§ Problem to solve:
Return every line of the material below verbatim, leaving out the pictures.

↓

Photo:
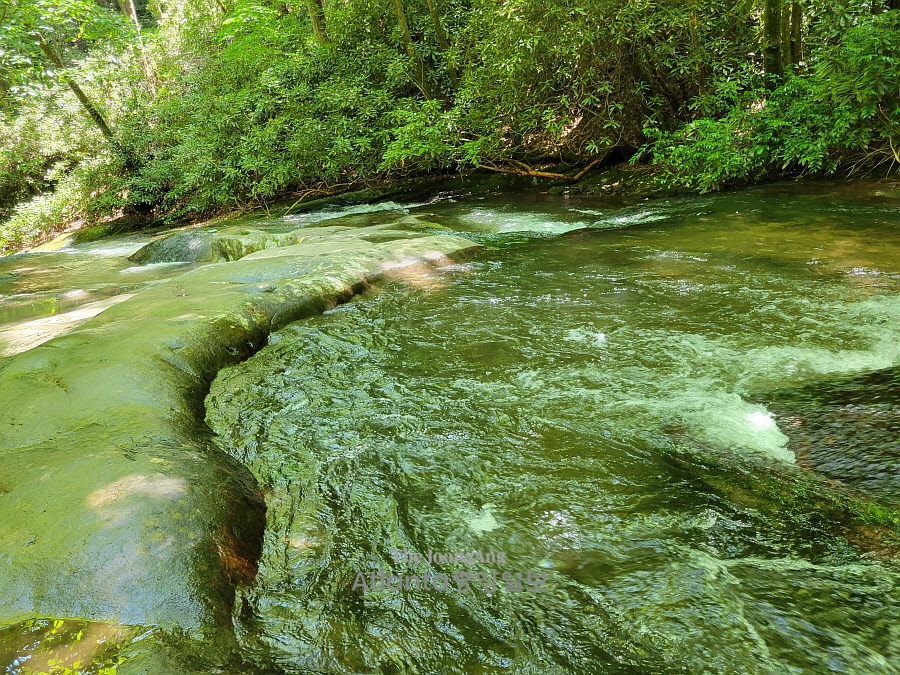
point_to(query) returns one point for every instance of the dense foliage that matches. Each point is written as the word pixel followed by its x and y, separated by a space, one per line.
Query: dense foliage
pixel 187 107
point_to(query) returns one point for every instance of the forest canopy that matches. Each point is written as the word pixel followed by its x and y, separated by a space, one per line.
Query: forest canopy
pixel 183 108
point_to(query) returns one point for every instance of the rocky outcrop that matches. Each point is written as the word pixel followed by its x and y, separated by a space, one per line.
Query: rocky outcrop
pixel 113 504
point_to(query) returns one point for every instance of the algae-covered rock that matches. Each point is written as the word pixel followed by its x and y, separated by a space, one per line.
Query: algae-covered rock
pixel 114 505
pixel 187 246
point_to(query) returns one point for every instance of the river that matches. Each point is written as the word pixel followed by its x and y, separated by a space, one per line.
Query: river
pixel 648 438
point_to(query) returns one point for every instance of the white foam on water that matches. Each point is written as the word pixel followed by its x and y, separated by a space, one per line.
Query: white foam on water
pixel 340 212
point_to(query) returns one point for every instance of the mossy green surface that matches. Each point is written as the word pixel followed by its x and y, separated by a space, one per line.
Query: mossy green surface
pixel 114 506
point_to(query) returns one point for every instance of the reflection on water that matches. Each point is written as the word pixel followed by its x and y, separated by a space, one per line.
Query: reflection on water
pixel 676 422
pixel 43 295
pixel 606 408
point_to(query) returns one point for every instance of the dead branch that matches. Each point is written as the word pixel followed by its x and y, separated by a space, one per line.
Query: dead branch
pixel 523 169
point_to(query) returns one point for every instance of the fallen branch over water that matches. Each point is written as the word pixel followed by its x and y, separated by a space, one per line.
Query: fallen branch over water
pixel 523 169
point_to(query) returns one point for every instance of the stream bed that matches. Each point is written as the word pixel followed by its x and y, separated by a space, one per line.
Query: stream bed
pixel 654 438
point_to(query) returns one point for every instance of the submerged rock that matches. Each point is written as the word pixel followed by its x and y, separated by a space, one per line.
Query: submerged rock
pixel 114 505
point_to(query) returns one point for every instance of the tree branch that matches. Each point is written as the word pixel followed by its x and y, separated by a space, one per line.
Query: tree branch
pixel 525 170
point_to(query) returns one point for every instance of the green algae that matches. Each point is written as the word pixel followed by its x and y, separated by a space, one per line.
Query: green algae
pixel 118 509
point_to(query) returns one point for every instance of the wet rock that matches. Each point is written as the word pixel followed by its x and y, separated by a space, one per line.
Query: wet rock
pixel 116 506
pixel 187 246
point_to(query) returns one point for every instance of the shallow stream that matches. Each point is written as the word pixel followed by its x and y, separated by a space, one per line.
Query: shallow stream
pixel 676 423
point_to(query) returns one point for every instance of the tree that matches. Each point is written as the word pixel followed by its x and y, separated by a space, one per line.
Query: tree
pixel 772 57
pixel 417 63
pixel 27 25
pixel 317 18
pixel 443 42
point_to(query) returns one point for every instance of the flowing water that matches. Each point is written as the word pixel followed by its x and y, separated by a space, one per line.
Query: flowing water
pixel 623 408
pixel 657 438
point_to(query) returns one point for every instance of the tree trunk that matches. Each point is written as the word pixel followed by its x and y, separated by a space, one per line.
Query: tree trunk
pixel 418 66
pixel 317 17
pixel 772 62
pixel 79 93
pixel 129 10
pixel 443 42
pixel 785 36
pixel 796 34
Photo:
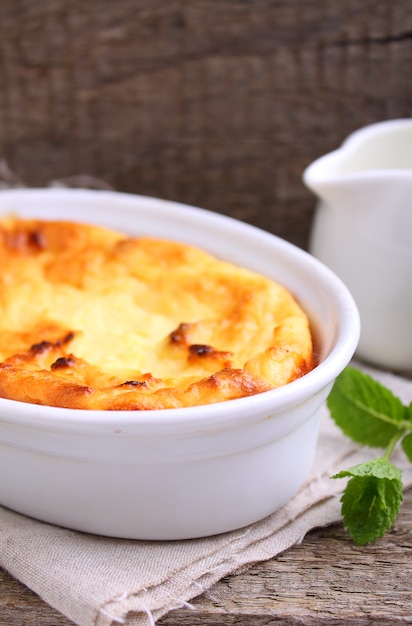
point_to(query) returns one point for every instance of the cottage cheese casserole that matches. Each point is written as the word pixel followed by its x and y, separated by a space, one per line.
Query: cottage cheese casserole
pixel 93 319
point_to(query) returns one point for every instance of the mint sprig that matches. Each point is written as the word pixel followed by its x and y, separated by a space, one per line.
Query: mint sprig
pixel 373 416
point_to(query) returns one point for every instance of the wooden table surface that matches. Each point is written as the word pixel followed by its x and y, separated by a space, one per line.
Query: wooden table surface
pixel 324 580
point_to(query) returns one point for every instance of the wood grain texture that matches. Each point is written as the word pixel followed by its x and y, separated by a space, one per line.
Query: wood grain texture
pixel 217 104
pixel 324 580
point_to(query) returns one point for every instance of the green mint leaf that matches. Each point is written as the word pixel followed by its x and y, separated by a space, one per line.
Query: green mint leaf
pixel 365 410
pixel 407 446
pixel 371 500
pixel 409 414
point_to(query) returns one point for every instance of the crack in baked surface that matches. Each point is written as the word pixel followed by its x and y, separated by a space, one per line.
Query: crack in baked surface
pixel 91 318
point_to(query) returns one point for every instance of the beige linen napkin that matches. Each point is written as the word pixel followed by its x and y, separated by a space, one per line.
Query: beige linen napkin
pixel 98 581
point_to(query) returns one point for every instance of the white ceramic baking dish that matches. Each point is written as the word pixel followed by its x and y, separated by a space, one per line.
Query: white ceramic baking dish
pixel 176 473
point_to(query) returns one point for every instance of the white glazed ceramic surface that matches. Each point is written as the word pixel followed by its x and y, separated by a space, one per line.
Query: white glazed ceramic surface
pixel 176 473
pixel 363 231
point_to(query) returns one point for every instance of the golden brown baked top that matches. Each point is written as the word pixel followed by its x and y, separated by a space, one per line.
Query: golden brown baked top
pixel 90 318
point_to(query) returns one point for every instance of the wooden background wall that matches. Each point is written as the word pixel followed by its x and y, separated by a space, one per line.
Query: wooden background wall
pixel 217 103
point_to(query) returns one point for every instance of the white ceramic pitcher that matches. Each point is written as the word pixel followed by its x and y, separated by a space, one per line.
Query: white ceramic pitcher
pixel 363 231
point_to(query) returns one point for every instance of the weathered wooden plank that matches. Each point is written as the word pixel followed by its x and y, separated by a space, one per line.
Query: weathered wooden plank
pixel 324 580
pixel 221 105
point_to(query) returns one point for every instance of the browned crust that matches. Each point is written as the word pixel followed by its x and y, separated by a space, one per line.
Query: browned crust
pixel 40 362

↑

§ Response to this task:
Photo:
point_to(query) returns one point for every instance of the dense foliage that matches. Each point is written as the word pixel followed by its x and y, separated by a space, one per line.
Query: dense foliage
pixel 187 107
point_to(query) returns one point for every instance of the forest canopy that matches. Each point is written as the word pixel followed by its x and y, separated by a space, one per line.
Query: forest canopy
pixel 183 108
point_to(query) returns one point for every instance of the rocky outcrop that matches. Each point is written as the word pixel followed by its x and y, separated by a space, one per line.
Query: rocky outcrop
pixel 113 504
point_to(query) returns one point for every instance of the algae-covered rock that matches. Each point is written as the word pixel followed by its x and y, separated by a space, one per line.
Query: algae-covered rock
pixel 114 505
pixel 187 246
point_to(query) returns one point for every instance of the river that matches. Each point is written as the word pixel followed by its x and y, separated by a space, one per line.
Query: river
pixel 648 438
point_to(query) returns one point for every instance of the white foam on water that matches. Each point is written as the word pixel followed by its x and y, separated by a space, one per line.
Query: white foam on water
pixel 340 212
point_to(query) returns one point for every instance of the mossy green surface that matches. Each point is written as the word pixel followed by its x and y, separated by a space, one per line.
Query: mossy green surface
pixel 114 506
point_to(query) returns one point for every instance of the reflection on water that matches. Each point is written as the word pixel followed by its x and y, separated by a space, one per line.
Query: reflection on water
pixel 676 422
pixel 43 295
pixel 606 408
point_to(query) returns one point for every instance of the dead branch that matches. Each point is written as the word pixel followed by its x and y, separated by a space, one per line.
Query: dead branch
pixel 523 169
point_to(query) returns one point for every instance of the fallen branch over water that matches. Each point is written as the word pixel followed by its x and y, separated by a space, one per line.
Query: fallen branch over water
pixel 523 169
point_to(query) returns one point for every instance of the stream bed that matches. Each point is written as the word pixel followed by its x and y, separated by a space, one per line.
Query: stream bed
pixel 654 438
point_to(query) returns one point for every instance of the submerged rock that matches. Each point is written as the word pixel followed by its x and y, separated by a space, one per line.
Query: submerged rock
pixel 114 505
point_to(query) returns one point for every instance of the tree branch that matches. Each point is written as the word pixel followed by its x and y, separated by a space, one per line.
Query: tree branch
pixel 525 170
point_to(query) returns one point for every instance of the green algae that matches. Each point is written as the word pixel followed by its x and y, separated by a space, one per line.
Query: green algae
pixel 118 509
point_to(query) returns one point for every instance of the wet rock that matches. Each point is written as the word pixel followed by its x and y, separated by a space, one per line.
Query: wet rock
pixel 116 506
pixel 187 246
point_to(query) returns one point for every instance of the shallow stream that matches. Each point is written as the word pixel followed by its x and y, separated by a space, one per line.
Query: shallow stream
pixel 676 423
point_to(query) returns one point for every instance of the tree that matches. Each point is written as the word pixel followed by its x and y, separated by a space, one per line.
Query: tree
pixel 772 57
pixel 417 63
pixel 27 25
pixel 317 18
pixel 443 42
point_to(query) returns one point for every instance of the flowing water that matches. Each point is written as the word pixel followed by its x and y, separated by a space, one per line.
Query: flowing water
pixel 623 408
pixel 657 438
point_to(query) returns one point for every instance of the tree trunk that matches. Each point is written as the word pixel followed by its x and y, separated by a space, one per line.
Query: tree trunk
pixel 418 66
pixel 317 17
pixel 772 62
pixel 79 93
pixel 129 10
pixel 443 42
pixel 785 36
pixel 796 34
Photo:
point_to(query) returns one point for every instance of the cottage cheese casserole that matches. Each point is written as the word pixel followed by its x and y, separated by a space, one per line.
Query: cottage cheese casserole
pixel 93 319
point_to(query) returns one point for every instance of the mint sprig that matches. Each point is written as the word pixel followed by its x and y, separated by a space, one per line.
Query: mint sprig
pixel 373 416
point_to(query) returns one point for every instance of the wooden table surface that matches. Each point is written as the word pixel followed by its x and y, separated by a space, one per line.
Query: wooden table surface
pixel 324 580
point_to(query) returns one point for every instance of the wood grain texture that matches. Each point is written as the word pixel followed by its x and y, separated by a space, one per line.
Query: wood grain texture
pixel 217 104
pixel 324 580
point_to(query) returns one point for every instance of the green mint leaf that matches. Each point is written as the word pixel followed by its x and y, separated by a space, one per line.
Query: green mint leaf
pixel 365 410
pixel 407 446
pixel 371 500
pixel 409 414
point_to(query) returns one point for every instance of the crack in baked surface that matches. Each point is written as the word pixel followed by its x and y, separated by a space, one per line.
Query: crack in baked surface
pixel 91 318
point_to(query) returns one point for every instance of the beige linen napkin that matches. Each point is written as the word pixel followed by its x and y, separated by a space, one per line.
Query: beige linen napkin
pixel 98 581
point_to(query) returns one point for every instance of the white ceramic baking dish that matches. Each point is written as the word pixel followed by its x and y, separated by a space, one per line.
Query: white ceramic baking dish
pixel 176 473
point_to(query) returns one point for every instance of the white glazed ceramic surface that matches. Each point is written as the word pixel followed by its x and y, separated by a space, one per line.
Query: white glazed ceramic surface
pixel 176 473
pixel 363 231
point_to(query) returns one point for every instance of the golden brown baked top that matches. Each point is written as the word pixel followed by its x and y, separated by a space, one per line.
Query: golden brown baked top
pixel 90 318
point_to(query) returns one point for every instance of the wooden background wall that matches. Each point is written as the word pixel followed by its x and y, separated by a space, one per line.
Query: wooden background wall
pixel 217 103
point_to(query) returns one point for every instance of the white ceramic pitcher that matches. Each point is written as the word pixel followed by its x and y, separated by a space, one per line.
Query: white ceramic pitcher
pixel 363 231
point_to(query) returns one point for every instance of the weathered wooden plank that matches. Each point is written as the word pixel followed by its x and y, separated by a space, one per line.
Query: weathered wooden plank
pixel 324 580
pixel 221 105
point_to(query) returns one point for every instance of the browned crust that matches. Each point is written as the word pixel followed by its x and y, separated by a space, one per line.
Query: browned crust
pixel 40 362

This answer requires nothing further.